YOUR INSTRUCTIONS
Once you find the line with "Target: carport beam" in the entries below, return exactly every line from it through the line with "Target: clear glass bowl rim".

RECORDS SUPPLIED
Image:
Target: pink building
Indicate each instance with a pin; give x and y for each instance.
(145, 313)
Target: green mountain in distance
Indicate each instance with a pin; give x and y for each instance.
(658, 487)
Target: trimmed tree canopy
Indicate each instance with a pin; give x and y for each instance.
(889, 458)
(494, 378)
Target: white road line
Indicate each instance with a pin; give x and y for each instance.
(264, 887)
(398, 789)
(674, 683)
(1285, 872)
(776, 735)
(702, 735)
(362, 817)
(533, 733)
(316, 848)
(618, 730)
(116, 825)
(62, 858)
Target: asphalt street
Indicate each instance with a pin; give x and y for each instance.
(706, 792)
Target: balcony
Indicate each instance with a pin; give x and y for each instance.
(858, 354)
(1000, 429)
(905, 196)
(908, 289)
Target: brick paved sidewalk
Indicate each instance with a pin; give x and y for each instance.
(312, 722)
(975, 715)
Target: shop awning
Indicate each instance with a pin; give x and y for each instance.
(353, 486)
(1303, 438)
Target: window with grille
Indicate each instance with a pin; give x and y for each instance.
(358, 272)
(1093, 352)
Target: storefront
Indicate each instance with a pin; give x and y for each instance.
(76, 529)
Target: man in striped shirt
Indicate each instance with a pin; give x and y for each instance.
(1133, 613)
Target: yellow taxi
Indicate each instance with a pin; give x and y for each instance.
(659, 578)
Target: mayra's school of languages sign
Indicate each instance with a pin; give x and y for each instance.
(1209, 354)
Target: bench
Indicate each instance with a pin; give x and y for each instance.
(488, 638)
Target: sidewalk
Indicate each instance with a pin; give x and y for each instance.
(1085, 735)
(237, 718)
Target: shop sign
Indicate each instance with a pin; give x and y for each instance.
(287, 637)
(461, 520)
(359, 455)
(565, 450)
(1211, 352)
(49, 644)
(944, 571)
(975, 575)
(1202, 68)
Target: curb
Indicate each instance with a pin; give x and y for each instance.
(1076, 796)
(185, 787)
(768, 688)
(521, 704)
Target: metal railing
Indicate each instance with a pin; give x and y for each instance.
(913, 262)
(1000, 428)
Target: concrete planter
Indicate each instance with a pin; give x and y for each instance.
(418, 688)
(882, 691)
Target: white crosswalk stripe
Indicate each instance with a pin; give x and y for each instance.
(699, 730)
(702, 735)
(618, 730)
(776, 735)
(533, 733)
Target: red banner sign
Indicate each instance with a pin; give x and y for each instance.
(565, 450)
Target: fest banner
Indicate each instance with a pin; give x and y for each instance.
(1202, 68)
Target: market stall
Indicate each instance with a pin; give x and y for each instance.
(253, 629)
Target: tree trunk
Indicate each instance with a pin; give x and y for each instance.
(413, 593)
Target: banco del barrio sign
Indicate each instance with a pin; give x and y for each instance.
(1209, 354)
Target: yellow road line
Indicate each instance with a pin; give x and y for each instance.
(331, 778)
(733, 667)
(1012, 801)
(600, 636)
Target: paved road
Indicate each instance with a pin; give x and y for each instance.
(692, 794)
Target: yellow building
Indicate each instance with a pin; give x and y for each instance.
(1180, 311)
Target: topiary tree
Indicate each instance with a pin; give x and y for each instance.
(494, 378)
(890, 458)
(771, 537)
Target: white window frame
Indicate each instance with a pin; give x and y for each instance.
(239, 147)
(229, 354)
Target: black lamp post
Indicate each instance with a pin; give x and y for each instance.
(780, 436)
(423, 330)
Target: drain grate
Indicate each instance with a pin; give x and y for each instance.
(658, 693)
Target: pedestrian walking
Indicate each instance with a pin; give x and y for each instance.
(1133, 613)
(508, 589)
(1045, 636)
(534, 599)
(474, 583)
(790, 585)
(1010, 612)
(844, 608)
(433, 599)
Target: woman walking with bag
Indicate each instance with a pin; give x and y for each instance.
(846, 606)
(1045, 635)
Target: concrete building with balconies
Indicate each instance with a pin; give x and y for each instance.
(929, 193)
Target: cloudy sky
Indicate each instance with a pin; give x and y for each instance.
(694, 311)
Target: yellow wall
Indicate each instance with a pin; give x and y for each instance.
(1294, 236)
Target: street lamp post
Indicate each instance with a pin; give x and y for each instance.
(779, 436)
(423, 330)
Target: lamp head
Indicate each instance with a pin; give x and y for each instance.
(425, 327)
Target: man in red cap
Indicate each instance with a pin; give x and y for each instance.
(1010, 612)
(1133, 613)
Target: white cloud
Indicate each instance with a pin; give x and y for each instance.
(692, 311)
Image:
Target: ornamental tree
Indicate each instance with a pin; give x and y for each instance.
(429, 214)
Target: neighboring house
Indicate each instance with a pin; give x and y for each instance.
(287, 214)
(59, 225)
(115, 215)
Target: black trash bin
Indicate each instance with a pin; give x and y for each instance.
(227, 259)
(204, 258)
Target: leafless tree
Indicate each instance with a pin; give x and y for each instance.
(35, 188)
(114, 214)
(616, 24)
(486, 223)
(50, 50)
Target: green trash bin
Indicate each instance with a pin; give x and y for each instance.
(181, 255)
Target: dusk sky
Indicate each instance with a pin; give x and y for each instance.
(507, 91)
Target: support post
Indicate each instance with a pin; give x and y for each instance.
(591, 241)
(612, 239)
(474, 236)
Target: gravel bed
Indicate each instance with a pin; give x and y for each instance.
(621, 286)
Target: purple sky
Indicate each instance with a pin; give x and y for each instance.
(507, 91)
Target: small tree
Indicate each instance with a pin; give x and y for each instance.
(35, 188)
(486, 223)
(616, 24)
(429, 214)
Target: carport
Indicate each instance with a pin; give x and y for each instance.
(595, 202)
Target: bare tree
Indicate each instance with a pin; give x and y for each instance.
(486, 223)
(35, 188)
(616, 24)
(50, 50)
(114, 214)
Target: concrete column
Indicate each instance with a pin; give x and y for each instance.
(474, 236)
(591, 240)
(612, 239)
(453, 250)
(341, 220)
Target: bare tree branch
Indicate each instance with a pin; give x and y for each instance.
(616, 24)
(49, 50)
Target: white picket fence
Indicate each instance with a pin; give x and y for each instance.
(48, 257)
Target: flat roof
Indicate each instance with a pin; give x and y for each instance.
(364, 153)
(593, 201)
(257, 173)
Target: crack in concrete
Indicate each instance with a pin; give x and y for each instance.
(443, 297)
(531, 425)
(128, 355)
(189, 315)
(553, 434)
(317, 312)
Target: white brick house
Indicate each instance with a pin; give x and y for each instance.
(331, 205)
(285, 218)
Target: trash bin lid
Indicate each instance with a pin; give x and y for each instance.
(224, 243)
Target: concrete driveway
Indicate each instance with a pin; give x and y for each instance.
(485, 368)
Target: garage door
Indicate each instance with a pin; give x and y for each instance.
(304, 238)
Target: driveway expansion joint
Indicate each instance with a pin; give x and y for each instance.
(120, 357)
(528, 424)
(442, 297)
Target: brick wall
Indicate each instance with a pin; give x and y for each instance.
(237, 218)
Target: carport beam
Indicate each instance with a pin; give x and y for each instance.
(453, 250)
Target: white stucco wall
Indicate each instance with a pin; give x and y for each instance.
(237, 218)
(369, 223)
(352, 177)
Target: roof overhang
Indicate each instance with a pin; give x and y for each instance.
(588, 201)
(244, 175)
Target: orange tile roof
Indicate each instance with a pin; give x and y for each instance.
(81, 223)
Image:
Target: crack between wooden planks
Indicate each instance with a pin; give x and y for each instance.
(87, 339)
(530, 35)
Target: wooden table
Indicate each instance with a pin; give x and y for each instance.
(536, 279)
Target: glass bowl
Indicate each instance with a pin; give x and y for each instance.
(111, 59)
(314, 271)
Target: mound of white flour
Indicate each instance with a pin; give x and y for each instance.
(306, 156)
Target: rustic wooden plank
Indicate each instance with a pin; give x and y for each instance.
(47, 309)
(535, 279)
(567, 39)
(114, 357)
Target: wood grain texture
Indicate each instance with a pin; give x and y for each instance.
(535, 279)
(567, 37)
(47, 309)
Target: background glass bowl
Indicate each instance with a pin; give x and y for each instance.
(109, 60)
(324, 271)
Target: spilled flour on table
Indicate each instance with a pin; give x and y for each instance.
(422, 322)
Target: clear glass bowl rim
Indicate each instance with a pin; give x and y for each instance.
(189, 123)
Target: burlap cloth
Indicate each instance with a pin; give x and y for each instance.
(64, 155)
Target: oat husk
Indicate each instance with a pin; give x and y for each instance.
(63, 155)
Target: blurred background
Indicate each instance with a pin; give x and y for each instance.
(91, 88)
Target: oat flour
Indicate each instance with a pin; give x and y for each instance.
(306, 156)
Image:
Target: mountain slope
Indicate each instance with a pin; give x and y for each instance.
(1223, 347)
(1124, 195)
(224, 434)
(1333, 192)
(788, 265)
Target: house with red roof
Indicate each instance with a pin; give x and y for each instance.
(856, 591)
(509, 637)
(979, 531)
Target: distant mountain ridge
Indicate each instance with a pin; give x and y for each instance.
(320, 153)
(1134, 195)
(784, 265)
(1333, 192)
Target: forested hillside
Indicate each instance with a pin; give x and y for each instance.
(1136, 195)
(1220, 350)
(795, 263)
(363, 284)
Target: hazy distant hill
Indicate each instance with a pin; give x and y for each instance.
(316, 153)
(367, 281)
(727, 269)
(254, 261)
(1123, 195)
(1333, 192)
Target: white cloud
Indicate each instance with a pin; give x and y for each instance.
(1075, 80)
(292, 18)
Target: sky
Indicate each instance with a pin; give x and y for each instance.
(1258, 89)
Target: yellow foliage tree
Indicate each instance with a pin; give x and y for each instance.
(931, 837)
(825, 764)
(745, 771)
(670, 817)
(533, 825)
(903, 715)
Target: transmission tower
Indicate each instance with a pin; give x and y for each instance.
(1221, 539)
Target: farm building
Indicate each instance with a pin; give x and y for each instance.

WRITTEN RESPONSE
Target: carport beam
Indicate each instance with a pin; give x and y for each instance.
(453, 250)
Target: white stucco wall
Indicate each instance with a pin; give x and y for each instance.
(237, 218)
(369, 223)
(352, 177)
Target: roof overhang
Indicate each instance with a pin; give x and y for each instance.
(588, 201)
(244, 175)
Target: orange tile roof
Indicate each instance with a pin; give x and y for each instance.
(81, 223)
Image:
Target: crack between wooden planks
Indicate each instance with a pin; give x and y for each instance.
(87, 339)
(530, 35)
Target: wooden table
Indicate each instance with a pin; give x and y for each instance.
(536, 279)
Target: glass bowl
Indicate each instance with a pin; give x and y for each instance.
(111, 59)
(314, 271)
Target: mound of white flour
Indicate each instance with a pin; give x and y for each instance.
(306, 156)
Target: rustic wooden plank
Indicate each instance with a pin; give x and y for each instance.
(47, 309)
(535, 279)
(567, 39)
(114, 357)
Target: wood grain texture
Indicate each instance with a pin; give x and y for each instance.
(535, 279)
(567, 37)
(47, 309)
Target: background glass bowl
Indicate each instance with a pin; give x and y for each instance.
(109, 60)
(324, 271)
Target: spilled flour on table
Indicate each instance with a pin; give x and y for each instance.
(422, 322)
Target: clear glass bowl rim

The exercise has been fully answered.